§ **Te lezen tekst**
**********
Klas 1

In klas 1 werken we met de volgende onderwerpen en opdrachten.


(3u) Om je heen
Kernbegrippen: geloof, godsdienst, levensbeschouwing kerk, moskee, synagoge, tempel, dominee, priester, imam, rabbijn, pandit, bidden, offeren
Hoofdgedachte: Geloven doe je niet alleen. Je vormt met andere gelovigen een groep. Je komt samen in een godsdienstig gebouw. Op de een of andere manier maak je daar contact met God. Bidden, het lezen van heilige teksten en offeren zijn manieren om met God in contact te komen.
De leerlingen kunnen vertellen wat de begrippen geloof, godsdienst en levensbeschouwing betekenen.
De leerlingen kunnen vertellen waaraan je heilige gebouwen kunt herkennen.
De leerlingen kunnen vertellen welke voorwerpen in de heilige gebouwen staan.
De leerlingen kunnen vertellen wat geestelijken doen.
De leerlingen kunnen vertellen hoe bidden, heilige teksten en offers mensen in contact brengen met God.
Maak zelf of verzamel op internet foto’s die te maken hebben met geloof, godsdienst en levensbeschouwing. Presenteer je foto’s kort aan de klas.
**********
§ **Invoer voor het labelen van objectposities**
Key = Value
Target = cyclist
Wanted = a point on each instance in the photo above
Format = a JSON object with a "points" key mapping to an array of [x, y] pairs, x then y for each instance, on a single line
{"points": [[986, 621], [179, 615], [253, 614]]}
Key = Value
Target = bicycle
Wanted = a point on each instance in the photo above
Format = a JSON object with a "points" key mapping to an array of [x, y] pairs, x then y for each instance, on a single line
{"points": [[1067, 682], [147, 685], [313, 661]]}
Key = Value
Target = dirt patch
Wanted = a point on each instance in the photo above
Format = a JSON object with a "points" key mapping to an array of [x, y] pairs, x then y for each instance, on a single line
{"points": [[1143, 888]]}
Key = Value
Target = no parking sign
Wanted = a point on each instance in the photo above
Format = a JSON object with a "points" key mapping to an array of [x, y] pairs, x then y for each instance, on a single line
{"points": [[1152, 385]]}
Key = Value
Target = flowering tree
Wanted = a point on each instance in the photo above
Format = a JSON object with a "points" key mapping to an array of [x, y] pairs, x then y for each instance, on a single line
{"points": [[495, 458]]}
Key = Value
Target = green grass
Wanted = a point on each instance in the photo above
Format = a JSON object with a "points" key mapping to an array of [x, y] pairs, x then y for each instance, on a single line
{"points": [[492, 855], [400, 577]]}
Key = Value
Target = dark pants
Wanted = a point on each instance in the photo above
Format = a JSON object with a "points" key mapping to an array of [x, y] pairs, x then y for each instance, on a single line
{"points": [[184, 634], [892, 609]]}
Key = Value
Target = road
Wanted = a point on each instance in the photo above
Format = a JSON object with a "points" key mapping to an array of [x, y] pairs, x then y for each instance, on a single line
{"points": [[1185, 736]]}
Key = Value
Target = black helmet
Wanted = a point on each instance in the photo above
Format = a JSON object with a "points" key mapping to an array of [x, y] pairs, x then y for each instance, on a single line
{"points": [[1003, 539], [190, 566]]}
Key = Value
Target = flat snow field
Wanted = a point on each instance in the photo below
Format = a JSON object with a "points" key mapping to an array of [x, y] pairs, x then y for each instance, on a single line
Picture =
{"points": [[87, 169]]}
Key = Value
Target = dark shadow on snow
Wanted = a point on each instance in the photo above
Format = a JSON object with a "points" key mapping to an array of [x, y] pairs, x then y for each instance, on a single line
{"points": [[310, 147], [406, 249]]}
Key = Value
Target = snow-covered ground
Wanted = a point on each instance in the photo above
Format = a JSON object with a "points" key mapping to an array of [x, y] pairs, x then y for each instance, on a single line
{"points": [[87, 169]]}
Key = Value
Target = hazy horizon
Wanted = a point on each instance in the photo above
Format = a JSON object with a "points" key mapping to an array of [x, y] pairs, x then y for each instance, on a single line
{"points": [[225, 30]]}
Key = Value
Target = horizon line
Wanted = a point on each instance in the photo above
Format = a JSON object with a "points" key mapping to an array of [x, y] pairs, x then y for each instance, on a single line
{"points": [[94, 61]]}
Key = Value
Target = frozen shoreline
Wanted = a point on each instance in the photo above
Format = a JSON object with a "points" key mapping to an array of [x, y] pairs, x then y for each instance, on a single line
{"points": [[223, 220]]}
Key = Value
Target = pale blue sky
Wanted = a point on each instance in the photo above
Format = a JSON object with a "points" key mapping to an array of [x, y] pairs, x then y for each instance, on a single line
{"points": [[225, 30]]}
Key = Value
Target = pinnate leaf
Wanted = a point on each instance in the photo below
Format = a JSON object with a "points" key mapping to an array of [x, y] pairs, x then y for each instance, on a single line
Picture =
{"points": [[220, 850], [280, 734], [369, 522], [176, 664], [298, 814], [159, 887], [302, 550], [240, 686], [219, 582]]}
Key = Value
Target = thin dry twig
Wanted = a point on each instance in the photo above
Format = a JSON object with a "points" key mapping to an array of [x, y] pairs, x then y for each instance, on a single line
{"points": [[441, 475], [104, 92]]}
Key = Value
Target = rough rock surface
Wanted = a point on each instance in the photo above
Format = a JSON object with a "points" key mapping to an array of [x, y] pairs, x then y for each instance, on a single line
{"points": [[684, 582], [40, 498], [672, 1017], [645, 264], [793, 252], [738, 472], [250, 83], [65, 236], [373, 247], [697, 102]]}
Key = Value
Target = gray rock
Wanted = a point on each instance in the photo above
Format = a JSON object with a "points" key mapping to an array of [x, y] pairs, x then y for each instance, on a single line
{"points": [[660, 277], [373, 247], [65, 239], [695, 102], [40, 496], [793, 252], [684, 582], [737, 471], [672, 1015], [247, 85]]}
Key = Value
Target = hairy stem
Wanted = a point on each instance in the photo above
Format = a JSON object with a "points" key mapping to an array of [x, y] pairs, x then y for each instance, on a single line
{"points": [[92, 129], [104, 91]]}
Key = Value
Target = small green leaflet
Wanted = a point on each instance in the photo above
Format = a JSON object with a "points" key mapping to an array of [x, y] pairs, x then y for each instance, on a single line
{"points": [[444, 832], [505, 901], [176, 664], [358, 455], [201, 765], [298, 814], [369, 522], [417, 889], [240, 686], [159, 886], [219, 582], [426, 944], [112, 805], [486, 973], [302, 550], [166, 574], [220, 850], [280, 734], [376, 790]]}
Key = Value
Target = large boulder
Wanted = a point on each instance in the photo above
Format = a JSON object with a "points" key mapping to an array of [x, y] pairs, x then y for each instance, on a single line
**********
§ **Jouw opdrachten**
1. Tel in de lijst de regels waarin het woord "rock" staat. Geef alleen het aantal.
2. Zet de tekst over het lesprogramma van klas 1 voort, te beginnen na de laatste zin.

§ **De antwoorden**
1. 2

2.
Zoek een afbeelding van de buitenkant en de binnenkant van de heilige gebouwen van de wereldgodsdiensten. Maak een legenda bij de afbeeldingen waarin je uitleg geeft over kenmerken en voorwerpen van deze gebouwen.

(2u) Feest
Kernbegrippen: Suikerfeest en Offerfeest, Pesach en Loofhuttenfeest, Kerstfeest en Pasen, Holi en Divali, Boeddhistisch Nieuwjaar en Boeddhadag, herdenken, vieren,
Hoofdgedachte: Alle godsdiensten hebben feesten. Bij feesten worden vaak gebeurtenissen uit het verleden herdacht. Die gebeurtenissen hebben een bepaalde betekenis voor mensen nu en in de toekomst.
De leerlingen kunnen belangrijke feesten van de wereldgodsdiensten noemen.
De leerlingen kunnen vertellen welke verhalen horen bij de belangrijkste feestdagen.
Maak een kalender voor de wereldgodsdiensten.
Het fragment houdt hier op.